→ **What to work on**
Rewrite the items below, replacing every "keypoint" with "marker" and leaving everything else unchanged.

→ **Input for this task**
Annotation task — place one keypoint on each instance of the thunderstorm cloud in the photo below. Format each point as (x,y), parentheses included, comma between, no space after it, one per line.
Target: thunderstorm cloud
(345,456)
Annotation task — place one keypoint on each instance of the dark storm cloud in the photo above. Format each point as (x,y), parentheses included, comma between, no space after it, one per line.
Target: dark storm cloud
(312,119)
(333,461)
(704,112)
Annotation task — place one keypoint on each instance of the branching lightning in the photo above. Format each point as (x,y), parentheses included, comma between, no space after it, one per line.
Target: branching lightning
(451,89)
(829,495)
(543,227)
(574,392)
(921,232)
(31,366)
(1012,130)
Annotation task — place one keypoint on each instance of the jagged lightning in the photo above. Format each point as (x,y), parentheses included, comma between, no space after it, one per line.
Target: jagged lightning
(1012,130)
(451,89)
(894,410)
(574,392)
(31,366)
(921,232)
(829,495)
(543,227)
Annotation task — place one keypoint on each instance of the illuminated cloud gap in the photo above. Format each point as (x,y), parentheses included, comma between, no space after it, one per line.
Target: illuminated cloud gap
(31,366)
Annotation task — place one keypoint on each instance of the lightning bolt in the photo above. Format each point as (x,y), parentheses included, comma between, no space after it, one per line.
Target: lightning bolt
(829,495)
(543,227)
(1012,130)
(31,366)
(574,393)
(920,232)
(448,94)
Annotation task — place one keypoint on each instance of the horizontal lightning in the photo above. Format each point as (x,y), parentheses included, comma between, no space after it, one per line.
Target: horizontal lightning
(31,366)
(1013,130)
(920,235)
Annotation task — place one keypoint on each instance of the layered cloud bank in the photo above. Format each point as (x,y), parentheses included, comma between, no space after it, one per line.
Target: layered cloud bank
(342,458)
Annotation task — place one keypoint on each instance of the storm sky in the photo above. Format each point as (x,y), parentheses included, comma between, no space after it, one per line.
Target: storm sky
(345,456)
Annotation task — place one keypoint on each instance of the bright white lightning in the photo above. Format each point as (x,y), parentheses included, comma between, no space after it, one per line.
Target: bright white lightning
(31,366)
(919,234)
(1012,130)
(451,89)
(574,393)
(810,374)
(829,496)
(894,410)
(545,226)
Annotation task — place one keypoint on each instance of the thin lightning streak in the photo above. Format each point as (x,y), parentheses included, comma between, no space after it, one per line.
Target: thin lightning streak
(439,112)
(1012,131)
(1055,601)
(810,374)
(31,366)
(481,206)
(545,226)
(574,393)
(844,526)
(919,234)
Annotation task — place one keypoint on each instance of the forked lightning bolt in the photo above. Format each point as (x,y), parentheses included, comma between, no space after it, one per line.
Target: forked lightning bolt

→ **Result**
Annotation task — place one marker on each instance of the thunderstorm cloud in the photo below. Format each point as (x,y), parentheses included, comma between, no space after it, one per line.
Target: thunderstorm cloud
(345,456)
Annotation task — place one marker on each instance of the dark storm cloud in the photo above. Format each point as (x,y), parentheses included, comma between, no space after it, one per line.
Target: dark storm cloud
(312,119)
(333,461)
(704,112)
Annotation task — place one marker on each instance of the branching lightning in the photo above. Format each point as (x,y), parentheses included, comma between, no space after it, one per line.
Target: branching lightning
(451,89)
(829,495)
(543,227)
(574,392)
(921,232)
(31,366)
(1012,130)
Annotation task — place one marker on each instance of the jagged lightning in the photo above. Format each point as (x,y), parentheses included, comma between, no space after it, one per line.
Target: jagged lightning
(1012,130)
(451,89)
(894,410)
(574,392)
(31,366)
(921,232)
(829,495)
(543,227)
Annotation task — place one marker on each instance of the illuminated cloud gap in the photo above. Format each point as (x,y), parentheses included, comma between, no space after it, one per line.
Target: illuminated cloud gap
(31,366)
Annotation task — place one marker on each instance of the lightning bolt in the photo above. Format each point as (x,y), parentheses included, comma between, no space after it, one per line.
Target: lightning bolt
(829,495)
(543,227)
(1012,130)
(31,366)
(574,393)
(920,232)
(448,94)
Annotation task — place one marker on each instance of the horizontal lightning in the photo above. Format each point as (x,y), parentheses included, comma between, no space after it, one per line.
Target: horizontal lightning
(31,366)
(1013,130)
(920,235)
Annotation task — place one marker on each instance of the layered cloud bank in the photo above. Format each point as (x,y), parentheses included, comma between, no space after it, one per line.
Target: layered cloud bank
(342,458)
Annotation task — place one marker on each instance of the storm sky in the photo above. Format each point as (x,y), parentheses included, comma between, no space after it, one per line.
Target: storm sky
(345,456)
Annotation task — place one marker on each instance of the bright white lightning in the photo above. Format each point as (x,y), parentheses included, comma between, no space after it, one per line.
Target: bright white lightning
(31,366)
(919,234)
(1012,130)
(451,89)
(574,393)
(810,374)
(829,496)
(894,410)
(545,226)
Annotation task — place one marker on each instance of the thin lightning streak in the photo above. Format each point as (x,y), parentheses included, comma between, no space after it, one per line.
Target: thin lightning streak
(439,112)
(1012,131)
(1055,601)
(810,374)
(31,366)
(481,206)
(545,226)
(574,393)
(844,526)
(919,234)
Annotation task — place one marker on each instance of the forked lightning bolt in the photo above. Format each point as (x,y), parentheses included, comma between, no space after it, one per line.
Target: forked lightning bolt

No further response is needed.